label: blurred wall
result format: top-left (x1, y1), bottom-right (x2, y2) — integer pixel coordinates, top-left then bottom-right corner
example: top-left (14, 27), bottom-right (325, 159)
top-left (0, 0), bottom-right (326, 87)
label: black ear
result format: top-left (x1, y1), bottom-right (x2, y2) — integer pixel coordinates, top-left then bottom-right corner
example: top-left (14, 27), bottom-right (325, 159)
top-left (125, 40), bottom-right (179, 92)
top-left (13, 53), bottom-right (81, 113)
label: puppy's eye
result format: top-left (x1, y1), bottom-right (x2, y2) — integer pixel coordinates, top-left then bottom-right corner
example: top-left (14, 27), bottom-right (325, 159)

◇ ◇ ◇ ◇

**Exercise:**
Give back all of the entries exactly as written.

**Written reply:**
label: blurred wall
result format: top-left (x1, y1), bottom-right (x2, y2) — integer pixel coordinates, top-left then bottom-right corner
example: top-left (14, 27), bottom-right (325, 159)
top-left (0, 0), bottom-right (326, 87)
label: black ear
result format: top-left (x1, y1), bottom-right (x2, y2) — integer pixel coordinates, top-left then bottom-right corner
example: top-left (14, 27), bottom-right (325, 159)
top-left (125, 40), bottom-right (179, 92)
top-left (13, 53), bottom-right (81, 113)
label: puppy's eye
result format: top-left (x1, y1), bottom-right (x2, y2) — integer pixel coordinates, top-left then bottom-right corner
example: top-left (14, 27), bottom-right (325, 159)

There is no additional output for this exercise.